WRITTEN PROBLEM
Repeat exactly the lines of the listing from the line containing "Please pin the vertical" through its last line, and nothing beyond them.

-=-=-=-=-

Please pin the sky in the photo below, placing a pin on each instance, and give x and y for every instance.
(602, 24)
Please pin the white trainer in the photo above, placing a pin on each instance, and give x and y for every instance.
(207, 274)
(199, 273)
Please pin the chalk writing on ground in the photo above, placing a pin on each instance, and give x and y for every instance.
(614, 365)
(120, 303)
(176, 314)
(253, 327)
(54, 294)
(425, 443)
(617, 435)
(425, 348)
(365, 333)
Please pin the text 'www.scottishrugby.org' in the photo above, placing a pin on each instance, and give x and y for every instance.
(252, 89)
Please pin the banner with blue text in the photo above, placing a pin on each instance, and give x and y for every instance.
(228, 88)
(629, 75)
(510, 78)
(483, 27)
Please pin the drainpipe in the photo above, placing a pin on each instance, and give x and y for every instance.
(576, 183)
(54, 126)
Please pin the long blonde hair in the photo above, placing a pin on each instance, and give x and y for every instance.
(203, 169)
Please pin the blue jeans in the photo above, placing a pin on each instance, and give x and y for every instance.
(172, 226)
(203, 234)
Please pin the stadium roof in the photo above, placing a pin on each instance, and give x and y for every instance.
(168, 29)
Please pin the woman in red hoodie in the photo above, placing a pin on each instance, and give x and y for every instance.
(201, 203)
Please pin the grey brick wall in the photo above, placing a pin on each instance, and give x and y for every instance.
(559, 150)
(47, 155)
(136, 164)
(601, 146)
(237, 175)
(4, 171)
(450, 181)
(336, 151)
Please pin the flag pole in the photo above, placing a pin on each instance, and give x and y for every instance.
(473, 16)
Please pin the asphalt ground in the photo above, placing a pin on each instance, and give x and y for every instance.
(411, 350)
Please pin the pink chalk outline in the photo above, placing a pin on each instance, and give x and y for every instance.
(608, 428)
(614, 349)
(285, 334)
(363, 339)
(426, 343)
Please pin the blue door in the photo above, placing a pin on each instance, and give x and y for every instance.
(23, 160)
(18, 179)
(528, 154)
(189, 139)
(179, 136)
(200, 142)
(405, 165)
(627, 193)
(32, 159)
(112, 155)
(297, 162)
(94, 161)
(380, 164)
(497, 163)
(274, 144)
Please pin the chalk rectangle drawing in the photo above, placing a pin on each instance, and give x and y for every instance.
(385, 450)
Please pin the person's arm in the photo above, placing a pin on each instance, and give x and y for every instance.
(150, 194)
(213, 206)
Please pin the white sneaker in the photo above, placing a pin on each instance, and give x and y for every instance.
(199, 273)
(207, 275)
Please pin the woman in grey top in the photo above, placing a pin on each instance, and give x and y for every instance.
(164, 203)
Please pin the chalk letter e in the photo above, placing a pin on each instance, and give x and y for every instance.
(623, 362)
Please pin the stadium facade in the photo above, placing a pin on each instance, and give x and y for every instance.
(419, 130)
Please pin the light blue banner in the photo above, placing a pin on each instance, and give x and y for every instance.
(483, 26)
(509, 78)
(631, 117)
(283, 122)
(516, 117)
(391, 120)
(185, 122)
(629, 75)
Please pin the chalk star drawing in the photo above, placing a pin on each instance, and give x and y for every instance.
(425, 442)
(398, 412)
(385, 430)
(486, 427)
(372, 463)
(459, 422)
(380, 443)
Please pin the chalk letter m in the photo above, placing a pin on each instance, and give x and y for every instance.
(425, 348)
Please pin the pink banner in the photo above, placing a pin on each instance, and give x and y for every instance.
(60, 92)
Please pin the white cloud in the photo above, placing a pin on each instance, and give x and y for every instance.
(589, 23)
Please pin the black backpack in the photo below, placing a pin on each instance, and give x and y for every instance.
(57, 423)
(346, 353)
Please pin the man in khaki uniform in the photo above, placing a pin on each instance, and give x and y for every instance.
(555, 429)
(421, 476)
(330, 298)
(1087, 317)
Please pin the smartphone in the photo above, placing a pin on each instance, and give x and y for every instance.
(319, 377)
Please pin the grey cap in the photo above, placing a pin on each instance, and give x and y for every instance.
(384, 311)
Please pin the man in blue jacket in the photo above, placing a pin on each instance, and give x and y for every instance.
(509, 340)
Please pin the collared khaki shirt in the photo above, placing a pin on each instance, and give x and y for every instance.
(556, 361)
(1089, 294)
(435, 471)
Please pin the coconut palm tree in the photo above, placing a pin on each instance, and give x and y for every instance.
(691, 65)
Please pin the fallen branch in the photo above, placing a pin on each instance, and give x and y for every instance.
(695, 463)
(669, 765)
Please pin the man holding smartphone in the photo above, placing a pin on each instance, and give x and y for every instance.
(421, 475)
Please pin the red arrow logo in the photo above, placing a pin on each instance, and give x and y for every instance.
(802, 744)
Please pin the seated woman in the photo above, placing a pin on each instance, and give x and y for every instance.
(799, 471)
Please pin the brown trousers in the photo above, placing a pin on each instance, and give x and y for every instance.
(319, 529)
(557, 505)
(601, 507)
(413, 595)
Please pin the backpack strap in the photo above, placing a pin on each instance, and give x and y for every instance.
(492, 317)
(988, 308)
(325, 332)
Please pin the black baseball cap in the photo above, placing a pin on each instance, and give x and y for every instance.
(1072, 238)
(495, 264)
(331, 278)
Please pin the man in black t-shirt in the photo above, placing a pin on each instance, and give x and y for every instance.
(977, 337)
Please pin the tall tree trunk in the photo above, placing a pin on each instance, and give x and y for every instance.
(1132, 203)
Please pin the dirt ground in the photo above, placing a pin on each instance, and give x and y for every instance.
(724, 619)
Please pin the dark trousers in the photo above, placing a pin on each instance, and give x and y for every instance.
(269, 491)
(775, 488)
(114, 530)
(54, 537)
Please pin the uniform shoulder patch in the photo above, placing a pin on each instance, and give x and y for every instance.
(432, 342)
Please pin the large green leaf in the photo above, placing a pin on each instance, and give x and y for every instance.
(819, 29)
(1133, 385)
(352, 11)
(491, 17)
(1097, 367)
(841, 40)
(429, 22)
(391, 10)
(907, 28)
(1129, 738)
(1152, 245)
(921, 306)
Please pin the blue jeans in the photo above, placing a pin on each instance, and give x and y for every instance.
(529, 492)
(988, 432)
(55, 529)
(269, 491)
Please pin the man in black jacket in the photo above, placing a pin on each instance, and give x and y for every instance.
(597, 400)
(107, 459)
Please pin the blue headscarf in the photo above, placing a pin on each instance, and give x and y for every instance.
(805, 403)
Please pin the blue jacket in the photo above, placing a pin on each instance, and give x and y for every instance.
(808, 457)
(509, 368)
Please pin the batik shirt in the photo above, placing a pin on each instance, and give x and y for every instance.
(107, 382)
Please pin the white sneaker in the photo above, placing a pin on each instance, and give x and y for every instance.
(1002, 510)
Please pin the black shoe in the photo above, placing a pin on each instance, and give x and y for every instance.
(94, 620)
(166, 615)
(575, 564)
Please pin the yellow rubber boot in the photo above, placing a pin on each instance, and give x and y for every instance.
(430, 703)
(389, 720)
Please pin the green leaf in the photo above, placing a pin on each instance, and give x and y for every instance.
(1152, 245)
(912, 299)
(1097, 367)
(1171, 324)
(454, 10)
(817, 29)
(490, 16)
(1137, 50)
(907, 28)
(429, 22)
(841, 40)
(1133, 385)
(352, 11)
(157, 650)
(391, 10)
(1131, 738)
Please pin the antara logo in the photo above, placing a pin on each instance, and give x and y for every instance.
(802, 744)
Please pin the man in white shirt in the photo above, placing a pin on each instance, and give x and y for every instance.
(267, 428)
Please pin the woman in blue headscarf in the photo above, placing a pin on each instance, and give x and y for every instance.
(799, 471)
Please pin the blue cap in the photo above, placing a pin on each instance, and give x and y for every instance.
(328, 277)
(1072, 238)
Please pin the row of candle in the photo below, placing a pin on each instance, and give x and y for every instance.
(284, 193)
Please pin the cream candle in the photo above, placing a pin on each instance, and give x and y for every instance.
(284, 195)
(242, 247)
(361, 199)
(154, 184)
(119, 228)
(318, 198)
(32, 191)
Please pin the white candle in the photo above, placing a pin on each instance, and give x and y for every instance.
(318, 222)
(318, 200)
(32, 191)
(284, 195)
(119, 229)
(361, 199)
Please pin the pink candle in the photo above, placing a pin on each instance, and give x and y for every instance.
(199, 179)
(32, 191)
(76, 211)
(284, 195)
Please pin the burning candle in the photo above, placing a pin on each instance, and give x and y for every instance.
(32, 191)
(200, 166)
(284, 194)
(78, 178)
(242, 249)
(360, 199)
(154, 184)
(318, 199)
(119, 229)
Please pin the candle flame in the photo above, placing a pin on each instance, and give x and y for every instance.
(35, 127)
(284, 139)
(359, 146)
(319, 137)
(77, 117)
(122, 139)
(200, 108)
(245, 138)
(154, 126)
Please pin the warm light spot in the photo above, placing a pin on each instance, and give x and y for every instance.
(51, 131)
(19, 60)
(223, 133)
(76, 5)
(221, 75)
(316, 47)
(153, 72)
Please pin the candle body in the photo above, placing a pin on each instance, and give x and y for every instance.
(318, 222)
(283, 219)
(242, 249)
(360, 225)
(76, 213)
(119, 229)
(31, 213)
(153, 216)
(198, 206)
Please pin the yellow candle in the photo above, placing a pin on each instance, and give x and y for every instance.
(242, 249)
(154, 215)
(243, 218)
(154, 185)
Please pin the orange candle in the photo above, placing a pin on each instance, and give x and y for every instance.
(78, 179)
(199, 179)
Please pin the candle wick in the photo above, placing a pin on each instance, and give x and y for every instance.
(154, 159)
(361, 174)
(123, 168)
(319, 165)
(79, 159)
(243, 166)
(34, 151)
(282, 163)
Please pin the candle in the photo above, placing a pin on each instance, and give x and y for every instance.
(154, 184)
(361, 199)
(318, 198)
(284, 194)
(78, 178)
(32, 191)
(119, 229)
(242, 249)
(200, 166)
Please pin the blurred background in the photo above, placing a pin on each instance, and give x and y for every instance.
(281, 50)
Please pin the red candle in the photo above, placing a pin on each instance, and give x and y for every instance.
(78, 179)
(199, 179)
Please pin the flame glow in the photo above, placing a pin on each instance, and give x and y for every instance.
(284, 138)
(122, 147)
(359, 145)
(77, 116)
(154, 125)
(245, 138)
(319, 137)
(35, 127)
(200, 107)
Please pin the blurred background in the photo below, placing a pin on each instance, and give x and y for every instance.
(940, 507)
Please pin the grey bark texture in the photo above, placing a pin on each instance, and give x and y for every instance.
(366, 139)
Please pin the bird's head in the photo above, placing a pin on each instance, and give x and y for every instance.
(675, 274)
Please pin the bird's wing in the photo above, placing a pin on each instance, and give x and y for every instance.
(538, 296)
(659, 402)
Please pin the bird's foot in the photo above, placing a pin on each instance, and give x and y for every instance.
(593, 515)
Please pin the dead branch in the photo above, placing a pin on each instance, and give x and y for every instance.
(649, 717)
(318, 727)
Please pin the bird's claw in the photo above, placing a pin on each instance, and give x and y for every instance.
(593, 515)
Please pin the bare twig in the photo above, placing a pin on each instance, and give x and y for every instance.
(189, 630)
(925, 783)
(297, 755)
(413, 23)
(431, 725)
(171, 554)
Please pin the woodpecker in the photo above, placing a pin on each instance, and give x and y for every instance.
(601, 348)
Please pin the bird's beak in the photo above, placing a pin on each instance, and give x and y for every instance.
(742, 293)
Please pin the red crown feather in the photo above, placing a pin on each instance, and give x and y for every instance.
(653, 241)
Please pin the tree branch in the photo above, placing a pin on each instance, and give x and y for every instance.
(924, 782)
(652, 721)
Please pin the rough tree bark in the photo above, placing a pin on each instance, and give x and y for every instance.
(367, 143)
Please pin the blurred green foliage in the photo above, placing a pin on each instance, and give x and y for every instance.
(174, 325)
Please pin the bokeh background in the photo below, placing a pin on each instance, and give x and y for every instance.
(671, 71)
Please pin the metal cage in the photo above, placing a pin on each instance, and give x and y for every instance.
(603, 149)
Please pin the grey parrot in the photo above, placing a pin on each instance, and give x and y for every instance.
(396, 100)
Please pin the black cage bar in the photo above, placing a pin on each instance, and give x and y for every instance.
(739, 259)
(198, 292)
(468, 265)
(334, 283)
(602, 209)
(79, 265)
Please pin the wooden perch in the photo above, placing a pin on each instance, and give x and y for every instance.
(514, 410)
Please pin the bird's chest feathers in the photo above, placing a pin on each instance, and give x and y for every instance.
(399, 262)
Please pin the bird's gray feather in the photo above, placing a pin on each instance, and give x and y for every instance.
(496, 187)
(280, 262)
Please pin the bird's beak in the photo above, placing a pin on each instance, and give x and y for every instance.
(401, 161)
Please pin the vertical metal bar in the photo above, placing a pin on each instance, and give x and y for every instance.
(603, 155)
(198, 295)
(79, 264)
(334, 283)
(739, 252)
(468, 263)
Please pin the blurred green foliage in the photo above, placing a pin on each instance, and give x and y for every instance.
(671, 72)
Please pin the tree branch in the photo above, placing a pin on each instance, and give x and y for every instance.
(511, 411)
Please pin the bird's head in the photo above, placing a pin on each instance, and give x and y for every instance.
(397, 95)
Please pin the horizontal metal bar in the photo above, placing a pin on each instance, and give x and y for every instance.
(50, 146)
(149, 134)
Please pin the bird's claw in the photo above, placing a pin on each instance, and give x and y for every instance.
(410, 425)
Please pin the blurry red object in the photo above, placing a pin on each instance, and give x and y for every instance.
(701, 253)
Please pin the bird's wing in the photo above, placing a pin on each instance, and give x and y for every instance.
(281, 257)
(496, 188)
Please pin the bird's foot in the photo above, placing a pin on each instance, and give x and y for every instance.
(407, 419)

-=-=-=-=-

RESULT OF THIS TASK
Please pin the vertical metal bar in the photo above, placing a pin on each instance, and give x and y for every instance.
(603, 155)
(198, 295)
(79, 264)
(334, 283)
(739, 252)
(468, 263)
Please pin the blurred green foliage in the photo above, placing a pin on each instance, and give x and y for every instance.
(671, 72)
Please pin the tree branch in the photo above, placing a pin on each instance, and give x and y for every instance.
(511, 411)
Please pin the bird's head in the photo above, placing a pin on each instance, and give x and y for every instance.
(397, 95)
Please pin the horizontal metal bar in the photo above, placing a pin on each instance, and give x and y for every instance.
(50, 146)
(149, 134)
Please pin the bird's claw in the photo above, placing a pin on each instance, and give x and y for every instance.
(410, 425)
Please pin the blurry red object in the photo above, placing a pin on each instance, and give x and y for every instance.
(701, 253)
Please pin the bird's wing in the photo above, placing a pin on each instance, and give x and y for every instance.
(281, 257)
(496, 188)
Please pin the bird's foot in the photo above, placing a pin on each instance, and give x and y for every instance.
(407, 419)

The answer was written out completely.